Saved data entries

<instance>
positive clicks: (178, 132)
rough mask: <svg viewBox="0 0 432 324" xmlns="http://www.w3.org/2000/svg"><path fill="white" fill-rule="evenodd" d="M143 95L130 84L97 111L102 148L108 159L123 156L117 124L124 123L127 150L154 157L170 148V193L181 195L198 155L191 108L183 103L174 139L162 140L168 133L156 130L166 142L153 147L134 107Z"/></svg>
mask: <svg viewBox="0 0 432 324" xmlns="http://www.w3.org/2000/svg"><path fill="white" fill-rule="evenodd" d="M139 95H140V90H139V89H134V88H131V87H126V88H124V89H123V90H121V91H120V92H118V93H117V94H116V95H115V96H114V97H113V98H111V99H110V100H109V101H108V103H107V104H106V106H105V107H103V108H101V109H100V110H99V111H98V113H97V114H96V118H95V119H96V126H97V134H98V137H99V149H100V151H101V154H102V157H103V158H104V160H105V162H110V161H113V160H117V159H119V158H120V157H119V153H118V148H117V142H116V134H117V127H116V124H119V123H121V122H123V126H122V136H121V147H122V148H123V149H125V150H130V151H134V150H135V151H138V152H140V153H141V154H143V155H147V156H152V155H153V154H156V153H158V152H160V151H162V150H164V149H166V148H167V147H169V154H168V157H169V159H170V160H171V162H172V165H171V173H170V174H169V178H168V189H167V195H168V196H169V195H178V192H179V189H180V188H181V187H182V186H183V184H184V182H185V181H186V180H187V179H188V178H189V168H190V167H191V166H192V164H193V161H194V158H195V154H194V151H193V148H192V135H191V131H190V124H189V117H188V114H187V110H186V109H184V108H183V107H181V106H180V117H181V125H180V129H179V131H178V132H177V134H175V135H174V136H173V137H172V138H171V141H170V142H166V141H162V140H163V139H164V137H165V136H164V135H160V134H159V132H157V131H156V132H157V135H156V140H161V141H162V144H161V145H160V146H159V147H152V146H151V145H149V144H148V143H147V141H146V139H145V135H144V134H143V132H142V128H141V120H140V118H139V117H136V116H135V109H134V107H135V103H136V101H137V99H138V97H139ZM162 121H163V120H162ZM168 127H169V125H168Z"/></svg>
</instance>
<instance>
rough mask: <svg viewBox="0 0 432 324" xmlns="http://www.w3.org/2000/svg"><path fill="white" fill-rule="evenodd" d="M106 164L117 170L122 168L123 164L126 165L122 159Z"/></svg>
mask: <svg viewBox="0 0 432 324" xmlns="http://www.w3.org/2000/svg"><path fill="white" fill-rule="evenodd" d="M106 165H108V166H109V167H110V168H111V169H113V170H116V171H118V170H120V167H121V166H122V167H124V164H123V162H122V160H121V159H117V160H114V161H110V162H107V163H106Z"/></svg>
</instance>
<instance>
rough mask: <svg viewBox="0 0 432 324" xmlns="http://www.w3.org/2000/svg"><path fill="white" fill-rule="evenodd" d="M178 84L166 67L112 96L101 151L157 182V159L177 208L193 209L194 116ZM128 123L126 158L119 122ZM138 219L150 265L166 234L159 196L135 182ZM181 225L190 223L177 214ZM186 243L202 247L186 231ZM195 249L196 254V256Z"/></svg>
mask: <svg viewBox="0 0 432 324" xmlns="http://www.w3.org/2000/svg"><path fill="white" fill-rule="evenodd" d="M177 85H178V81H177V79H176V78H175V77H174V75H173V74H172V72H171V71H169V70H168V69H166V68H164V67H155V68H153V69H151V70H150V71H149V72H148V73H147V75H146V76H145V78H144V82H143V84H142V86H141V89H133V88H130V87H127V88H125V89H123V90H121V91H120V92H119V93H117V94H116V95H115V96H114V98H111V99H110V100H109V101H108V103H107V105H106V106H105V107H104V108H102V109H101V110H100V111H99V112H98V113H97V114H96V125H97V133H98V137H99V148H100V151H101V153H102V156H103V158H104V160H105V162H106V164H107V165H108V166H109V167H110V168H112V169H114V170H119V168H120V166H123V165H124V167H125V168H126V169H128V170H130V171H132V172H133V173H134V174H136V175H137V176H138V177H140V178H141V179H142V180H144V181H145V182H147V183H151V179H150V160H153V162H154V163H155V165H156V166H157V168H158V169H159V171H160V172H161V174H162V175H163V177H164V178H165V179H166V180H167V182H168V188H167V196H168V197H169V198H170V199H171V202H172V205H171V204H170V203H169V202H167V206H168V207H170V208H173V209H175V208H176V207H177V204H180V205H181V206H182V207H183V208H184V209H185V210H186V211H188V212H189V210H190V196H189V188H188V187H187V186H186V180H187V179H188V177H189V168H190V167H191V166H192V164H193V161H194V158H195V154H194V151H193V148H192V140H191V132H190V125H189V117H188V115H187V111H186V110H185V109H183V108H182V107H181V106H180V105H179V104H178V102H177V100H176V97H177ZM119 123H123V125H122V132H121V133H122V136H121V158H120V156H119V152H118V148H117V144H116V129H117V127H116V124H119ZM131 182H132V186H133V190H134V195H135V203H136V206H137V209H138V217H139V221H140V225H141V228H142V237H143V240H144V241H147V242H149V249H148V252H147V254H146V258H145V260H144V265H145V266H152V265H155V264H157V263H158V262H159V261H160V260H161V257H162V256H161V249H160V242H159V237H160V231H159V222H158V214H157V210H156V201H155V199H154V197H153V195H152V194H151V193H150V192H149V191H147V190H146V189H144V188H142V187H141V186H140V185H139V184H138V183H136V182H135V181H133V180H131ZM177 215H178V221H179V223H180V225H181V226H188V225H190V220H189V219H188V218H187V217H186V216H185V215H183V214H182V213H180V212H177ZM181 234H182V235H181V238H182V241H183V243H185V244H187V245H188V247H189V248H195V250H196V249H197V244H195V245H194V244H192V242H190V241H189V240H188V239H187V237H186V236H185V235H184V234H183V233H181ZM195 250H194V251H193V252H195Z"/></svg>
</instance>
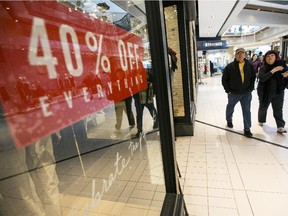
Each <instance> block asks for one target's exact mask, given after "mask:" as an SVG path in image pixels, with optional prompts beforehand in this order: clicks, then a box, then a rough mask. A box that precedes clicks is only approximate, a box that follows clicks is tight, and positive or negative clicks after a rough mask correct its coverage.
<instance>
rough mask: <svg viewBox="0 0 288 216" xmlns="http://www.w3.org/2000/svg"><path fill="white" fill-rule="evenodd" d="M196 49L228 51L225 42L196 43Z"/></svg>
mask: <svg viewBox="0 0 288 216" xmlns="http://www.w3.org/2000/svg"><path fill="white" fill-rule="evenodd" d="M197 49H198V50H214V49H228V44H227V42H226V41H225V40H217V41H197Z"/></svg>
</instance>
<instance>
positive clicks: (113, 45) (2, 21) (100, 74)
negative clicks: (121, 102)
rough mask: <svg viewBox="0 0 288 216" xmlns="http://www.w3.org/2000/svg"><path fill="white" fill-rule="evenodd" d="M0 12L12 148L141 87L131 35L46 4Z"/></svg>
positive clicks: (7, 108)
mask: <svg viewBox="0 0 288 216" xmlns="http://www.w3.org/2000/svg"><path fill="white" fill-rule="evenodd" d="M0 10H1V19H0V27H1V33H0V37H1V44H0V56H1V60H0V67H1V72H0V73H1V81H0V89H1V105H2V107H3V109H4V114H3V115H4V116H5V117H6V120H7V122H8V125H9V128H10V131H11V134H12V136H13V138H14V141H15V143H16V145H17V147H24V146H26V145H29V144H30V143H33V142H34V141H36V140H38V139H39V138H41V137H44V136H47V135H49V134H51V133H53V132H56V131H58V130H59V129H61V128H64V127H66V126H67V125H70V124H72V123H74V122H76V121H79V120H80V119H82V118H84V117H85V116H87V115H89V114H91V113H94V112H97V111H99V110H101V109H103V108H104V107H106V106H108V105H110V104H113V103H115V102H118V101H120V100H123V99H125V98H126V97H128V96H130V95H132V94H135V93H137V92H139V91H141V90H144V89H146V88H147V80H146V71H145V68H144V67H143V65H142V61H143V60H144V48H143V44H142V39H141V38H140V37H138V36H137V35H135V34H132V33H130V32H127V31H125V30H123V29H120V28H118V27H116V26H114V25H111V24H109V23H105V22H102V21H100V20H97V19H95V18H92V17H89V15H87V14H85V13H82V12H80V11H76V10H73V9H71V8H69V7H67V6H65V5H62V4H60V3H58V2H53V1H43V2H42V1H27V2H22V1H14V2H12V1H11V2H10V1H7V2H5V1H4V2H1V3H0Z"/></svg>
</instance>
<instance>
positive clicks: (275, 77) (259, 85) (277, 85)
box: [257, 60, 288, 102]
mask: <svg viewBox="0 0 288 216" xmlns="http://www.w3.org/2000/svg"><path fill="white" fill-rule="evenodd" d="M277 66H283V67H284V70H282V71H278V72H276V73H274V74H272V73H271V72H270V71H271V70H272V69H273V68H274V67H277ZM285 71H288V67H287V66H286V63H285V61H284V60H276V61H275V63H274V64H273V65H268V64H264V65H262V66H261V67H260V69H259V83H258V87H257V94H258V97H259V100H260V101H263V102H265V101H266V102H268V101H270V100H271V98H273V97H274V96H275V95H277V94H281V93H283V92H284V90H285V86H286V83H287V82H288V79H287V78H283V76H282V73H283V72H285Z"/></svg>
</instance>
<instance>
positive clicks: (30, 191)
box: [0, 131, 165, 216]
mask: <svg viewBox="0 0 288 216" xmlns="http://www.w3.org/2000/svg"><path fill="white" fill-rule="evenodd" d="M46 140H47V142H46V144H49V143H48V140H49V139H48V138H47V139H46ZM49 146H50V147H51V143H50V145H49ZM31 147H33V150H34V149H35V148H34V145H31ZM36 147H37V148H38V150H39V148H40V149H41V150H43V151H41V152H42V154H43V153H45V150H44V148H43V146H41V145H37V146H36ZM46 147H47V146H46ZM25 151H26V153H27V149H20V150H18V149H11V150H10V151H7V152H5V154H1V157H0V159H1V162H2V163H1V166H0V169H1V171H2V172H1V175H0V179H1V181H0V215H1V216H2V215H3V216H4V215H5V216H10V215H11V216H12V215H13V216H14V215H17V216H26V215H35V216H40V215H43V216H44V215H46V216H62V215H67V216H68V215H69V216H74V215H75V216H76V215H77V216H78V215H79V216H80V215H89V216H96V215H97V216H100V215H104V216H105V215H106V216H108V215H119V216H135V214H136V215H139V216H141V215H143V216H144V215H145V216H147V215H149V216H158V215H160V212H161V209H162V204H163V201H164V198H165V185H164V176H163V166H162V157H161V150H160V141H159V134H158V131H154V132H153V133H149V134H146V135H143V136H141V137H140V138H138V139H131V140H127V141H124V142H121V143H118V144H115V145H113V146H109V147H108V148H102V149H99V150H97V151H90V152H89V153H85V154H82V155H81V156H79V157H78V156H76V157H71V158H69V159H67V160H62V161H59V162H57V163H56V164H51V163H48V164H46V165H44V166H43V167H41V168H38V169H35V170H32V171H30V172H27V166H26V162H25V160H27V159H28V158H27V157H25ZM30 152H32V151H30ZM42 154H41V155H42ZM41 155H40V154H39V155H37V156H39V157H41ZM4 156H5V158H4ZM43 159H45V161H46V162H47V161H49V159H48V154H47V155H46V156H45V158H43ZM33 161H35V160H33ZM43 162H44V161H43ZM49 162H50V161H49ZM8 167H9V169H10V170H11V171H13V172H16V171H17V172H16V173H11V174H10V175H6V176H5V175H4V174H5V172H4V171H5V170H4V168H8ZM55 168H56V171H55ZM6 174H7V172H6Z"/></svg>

- [WORK TO BE COMPLETED] Answer only with how many lines in the records include "negative".

- [COMPLETED EXERCISE] 2